═════ ФРАГМЕНТ ТЕКСТА
Всё это даёт нам облик вечно бодрствующего, зоркого наставника, следящего за каждым братом, особенно же за новичком, и, при всей мягкости своей, не допускающего уклонений от установленных правил. Введённая им суровая дисциплина, требовавшая от учеников постоянной бдительности над мыслями, словами и поступками своими, сделала из его Обители воспитательную школу, в которой создавались мужественные, бесстрашные люди, воспитанные на отказе от всего личного, работники Общего Блага и творцы нового народного сознания.
  
Приведённые Епифанием в жизнеописании установленные Преподобным правила указывают на суровость этой дисциплины. Так, после вечерни не разрешалось братии выходить из келии и беседовать друг с другом. Каждый должен был пребывать в своей келии и упражняться в молитве, в уединённом богомыслии и, чтобы руки их не были праздны, заниматься рукоделием, не давая возможности лености овладеть телом.
══════════
═════ ИСХОДНЫЕ ДАННЫЕ
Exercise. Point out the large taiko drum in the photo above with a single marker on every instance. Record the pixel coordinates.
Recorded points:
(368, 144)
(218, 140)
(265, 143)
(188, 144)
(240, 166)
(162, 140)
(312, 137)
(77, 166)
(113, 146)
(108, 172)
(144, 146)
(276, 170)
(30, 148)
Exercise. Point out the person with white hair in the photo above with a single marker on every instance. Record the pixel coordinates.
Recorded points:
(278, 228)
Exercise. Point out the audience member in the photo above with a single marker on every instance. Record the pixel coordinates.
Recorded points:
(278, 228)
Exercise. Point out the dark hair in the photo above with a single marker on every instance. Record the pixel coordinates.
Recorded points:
══════════
* _УСЛОВИЕ ЗАДАНИЯ_: Выпишите без изменений отрывок из текста о монастырской дисциплине, начиная со слов «Приведённые Епифанием в» и заканчивая словами «лености овладеть телом.».

* _РЕШЕНИЕ_:
Приведённые Епифанием в жизнеописании установленные Преподобным правила указывают на суровость этой дисциплины. Так, после вечерни не разрешалось братии выходить из келии и беседовать друг с другом. Каждый должен был пребывать в своей келии и упражняться в молитве, в уединённом богомыслии и, чтобы руки их не были праздны, заниматься рукоделием, не давая возможности лености овладеть телом.